● **What is being asked**
Text only, exactly as given: reproduce the entries below without their pictures.

● **Data supplied**
------------------------------------------------------------------------

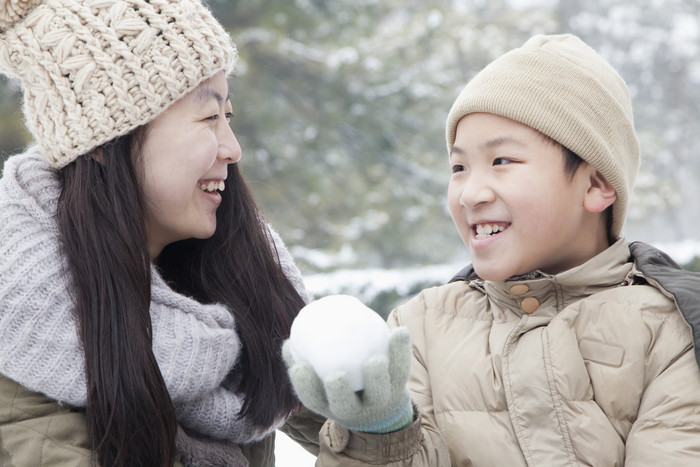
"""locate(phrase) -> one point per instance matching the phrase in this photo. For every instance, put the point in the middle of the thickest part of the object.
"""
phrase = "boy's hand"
(383, 406)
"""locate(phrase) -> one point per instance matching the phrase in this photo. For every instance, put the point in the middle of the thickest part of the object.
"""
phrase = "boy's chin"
(489, 273)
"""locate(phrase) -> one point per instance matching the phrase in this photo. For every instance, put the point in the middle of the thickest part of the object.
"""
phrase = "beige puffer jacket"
(587, 367)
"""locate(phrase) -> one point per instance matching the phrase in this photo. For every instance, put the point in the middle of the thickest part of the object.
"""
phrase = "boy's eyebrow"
(208, 92)
(501, 140)
(491, 143)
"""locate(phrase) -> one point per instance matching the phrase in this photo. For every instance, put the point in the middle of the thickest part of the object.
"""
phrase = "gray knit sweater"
(196, 345)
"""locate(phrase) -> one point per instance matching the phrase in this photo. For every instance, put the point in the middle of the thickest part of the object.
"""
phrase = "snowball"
(338, 332)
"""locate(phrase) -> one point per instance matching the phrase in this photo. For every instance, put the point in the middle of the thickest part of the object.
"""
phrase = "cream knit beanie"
(561, 87)
(92, 70)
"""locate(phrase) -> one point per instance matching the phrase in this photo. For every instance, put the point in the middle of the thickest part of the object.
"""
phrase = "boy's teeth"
(211, 186)
(486, 230)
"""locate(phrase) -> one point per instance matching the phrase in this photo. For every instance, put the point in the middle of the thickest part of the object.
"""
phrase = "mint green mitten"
(383, 406)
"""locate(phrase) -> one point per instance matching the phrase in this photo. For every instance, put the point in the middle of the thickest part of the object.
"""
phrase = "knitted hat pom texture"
(562, 88)
(93, 70)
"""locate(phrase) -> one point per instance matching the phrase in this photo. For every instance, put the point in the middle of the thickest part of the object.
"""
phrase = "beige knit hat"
(93, 70)
(561, 87)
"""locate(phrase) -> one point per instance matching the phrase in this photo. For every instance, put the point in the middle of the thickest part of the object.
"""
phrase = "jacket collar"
(546, 294)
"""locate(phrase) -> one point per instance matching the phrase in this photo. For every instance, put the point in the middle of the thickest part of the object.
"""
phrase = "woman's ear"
(600, 194)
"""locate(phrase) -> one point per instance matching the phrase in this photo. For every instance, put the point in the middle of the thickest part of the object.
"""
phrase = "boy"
(555, 348)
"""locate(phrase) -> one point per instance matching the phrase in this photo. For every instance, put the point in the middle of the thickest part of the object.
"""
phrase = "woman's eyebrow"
(208, 92)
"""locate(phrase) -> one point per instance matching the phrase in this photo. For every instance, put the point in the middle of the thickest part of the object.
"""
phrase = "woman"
(142, 296)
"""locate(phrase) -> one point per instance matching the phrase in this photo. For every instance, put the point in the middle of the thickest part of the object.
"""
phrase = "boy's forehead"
(486, 131)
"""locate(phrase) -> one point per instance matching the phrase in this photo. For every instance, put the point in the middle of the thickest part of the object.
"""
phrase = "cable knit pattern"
(196, 345)
(93, 70)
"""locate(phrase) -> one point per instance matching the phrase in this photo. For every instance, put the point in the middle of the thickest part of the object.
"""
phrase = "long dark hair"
(101, 220)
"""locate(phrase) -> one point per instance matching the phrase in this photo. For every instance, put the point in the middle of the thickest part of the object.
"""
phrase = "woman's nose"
(229, 149)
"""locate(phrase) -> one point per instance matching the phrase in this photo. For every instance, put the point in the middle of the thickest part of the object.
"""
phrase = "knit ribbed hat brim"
(93, 70)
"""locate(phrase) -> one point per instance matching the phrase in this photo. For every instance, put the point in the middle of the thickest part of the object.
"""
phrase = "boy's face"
(514, 206)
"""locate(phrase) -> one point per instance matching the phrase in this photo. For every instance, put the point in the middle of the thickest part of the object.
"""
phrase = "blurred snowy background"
(340, 109)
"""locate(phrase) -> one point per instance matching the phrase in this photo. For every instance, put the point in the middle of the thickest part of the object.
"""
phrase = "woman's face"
(185, 158)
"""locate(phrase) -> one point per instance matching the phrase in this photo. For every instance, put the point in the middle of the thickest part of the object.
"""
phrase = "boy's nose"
(229, 149)
(476, 191)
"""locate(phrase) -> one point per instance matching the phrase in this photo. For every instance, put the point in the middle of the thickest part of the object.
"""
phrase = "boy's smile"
(514, 205)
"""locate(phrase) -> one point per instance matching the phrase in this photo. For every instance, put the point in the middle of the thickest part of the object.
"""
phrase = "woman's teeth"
(211, 186)
(486, 230)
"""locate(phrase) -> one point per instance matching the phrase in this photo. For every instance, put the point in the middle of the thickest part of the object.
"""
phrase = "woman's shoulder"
(36, 430)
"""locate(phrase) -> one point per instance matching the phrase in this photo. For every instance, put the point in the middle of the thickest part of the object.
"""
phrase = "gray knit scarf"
(196, 345)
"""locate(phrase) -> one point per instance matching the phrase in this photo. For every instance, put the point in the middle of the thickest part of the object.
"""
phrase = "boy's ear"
(600, 193)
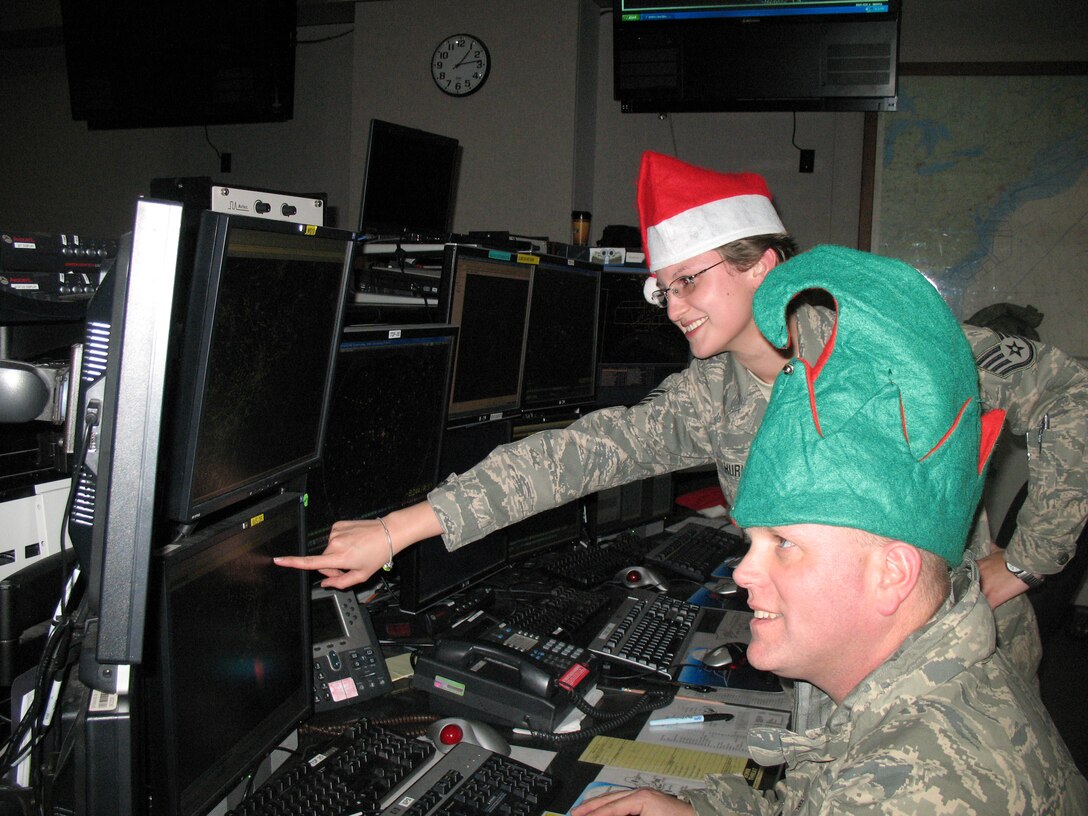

------------------------------------------------------------------------

● **Exercise response**
"""locate(phrase) -> one point per instance matching the phrase in this photo. For every instance, put the point in the middle of the thickest part of the object.
"""
phrase = "boy's hand"
(383, 406)
"""locate(phrase) -> one point per instance matching the phrase in this photo. For every instance, put the point in the middle of the thickest part of the object.
"""
phrase = "boy's chin"
(489, 273)
"""locate(phrase) -> one point per instance matching the phrase in this photo. For every instance, put the point in the middle of the thickest part of the object.
"""
phrase = "beige puffer jacket"
(587, 367)
"""locate(phrase) -> one point per instance matching the phrase in this photo. For every instance, put the point in the middle of the thickest part of the object.
"""
phrase = "boy's eyebrow"
(208, 92)
(501, 140)
(491, 143)
"""locate(phrase) -> one point per instance matching the phrase in this photo. For every instance, put the point in the middle of the thickest part of the object.
"""
phrase = "gray knit sweater"
(196, 345)
"""locate(phrase) -> one point per instance matching the phrase in this photo. For every instance, put the point in the middle of the thickest part of the object.
"""
phrase = "snowball"
(338, 332)
"""locate(phrase) -> one point per instance matching the phrase in this photo. For every instance, put the point in the middle of the thickest part of the object.
"""
phrase = "cream knit beanie"
(561, 87)
(92, 70)
"""locate(phrase) -> one point per instance matching the phrase in this photo. For every instance, put the point in the middle of the thickest part of the object.
"""
phrase = "boy's teeth"
(211, 186)
(486, 230)
"""locate(phrase) -> one point per instance matching the phrase in this photo. For every instance, put the point in the middle of the thickest part of the object.
"""
phrase = "mint green mitten"
(383, 406)
"""locate(phrase) -> one point per instance matching the phrase in this photo. For every instance, put the point in the middle of the thickest part of the object.
"""
phrase = "knitted hat pom texture"
(562, 88)
(93, 70)
"""locate(phrase) -> one point per instance matching the phrase in this photo. For every instance, put the point in the middle of the thickest part of the object.
"""
phrase = "beige knit hat"
(93, 70)
(561, 87)
"""locate(phrase) -> one point per instance matching the phrase in this photo. For every instance, put the point in the middle of the thickest part of the object.
"""
phrase = "jacket collar"
(546, 294)
"""locate(phrase) -> one point per instance matching the phrase in this photo. For every instance, put the point in the middle of the thickest part of the object.
"""
phrase = "woman's ear"
(600, 194)
"""locate(phrase) -> one point per instance matching the phrase in this photo. For every instance, put the point in the middle of the thickest part of the object.
"""
phrase = "boy"
(555, 348)
"""locate(phrase) -> one point per instance matching the phrase in this photo. For every instance, put the point in the middle of the thickest part of the object.
"""
phrase = "woman's eyebrow"
(208, 92)
"""locate(phrase) -> one point per instance matching the phrase in this photo. For every instance, put the point in the middle of the thickest part of the object.
"""
phrase = "woman"
(142, 296)
"""locate(phrase) -> one point per instance matching the phrase in this photo. For every instance, put the point in the middle of the thickest part of the object.
"""
phrase = "boy's forehead"
(486, 131)
"""locate(phrase) -> one point per instance matching the phrase in this photo. For every instance, put the point in the middle of the thickest part of the object.
"""
phrase = "cable knit pattern"
(196, 345)
(93, 70)
"""locate(phrase) -> one point per instance matching the phrase in this photo. For every instance, put the point in the middle of the thickest part of the object.
"""
phrase = "long dark hair"
(101, 220)
"""locate(phrase) -> one point per instance matching the phrase in this photo. For every instance, put the point in the middle of the thickest part of the object.
"""
phrase = "woman's nose"
(229, 149)
"""locate(phrase) -> one point per instance matching the phrase in this photo. For every instance, put the point in the middle of the thickest part of the object.
"""
phrase = "knit ribbed hat brim"
(93, 70)
"""locate(phrase) -> one point per instance matching the phrase in this photo. For every instance, put the point in the middle of the thickest part of the object.
"""
phrase = "boy's face"
(514, 206)
"""locate(phrase) -> one point per instance matching the phrase in this photo. For every instance, put the point in the middle of the thickest part of the object.
"""
phrase = "blurred snowy background"
(340, 109)
"""locate(phrase) -> one point per instance matching the phrase in this photo. For every instance, put the point in the middle of the thickest part of the object.
"""
phrase = "woman's face"
(185, 158)
"""locate(phrase) -> one point per instance matching the phrase in this photo. For every instance, put the point in the middle of the thickest part of the object.
"""
phrase = "boy's nose"
(229, 149)
(476, 191)
"""locate(phrase) -> one point per instance matching the phrase in this photo. For every instance, put the point in the middle of the thickest part of the object.
"""
phrase = "boy's smile"
(514, 205)
"""locate(phrase) -> one point per instance matching the phrase in this photo. For every instance, put the point in the middle of the thickest part of the object.
"""
phrase = "woman's teeth"
(211, 186)
(486, 230)
"""locate(phrase) -> one point per instance matching the phrase in this photo. For every instance, put the point in the middle of the thickest part of the object.
"""
phrase = "woman's shoulder"
(36, 430)
"""locate(phrase) -> one point per instance matching the phrase in this photo. For every instance, put the point in the middle of the thickest part of the object.
"""
phrase = "gray knit scarf"
(196, 345)
"""locate(phrase) -> one point per instance matching the phrase in this photo. For every instance, put the point in the middle of the thickest part of the object.
"""
phrase = "boy's ear"
(600, 193)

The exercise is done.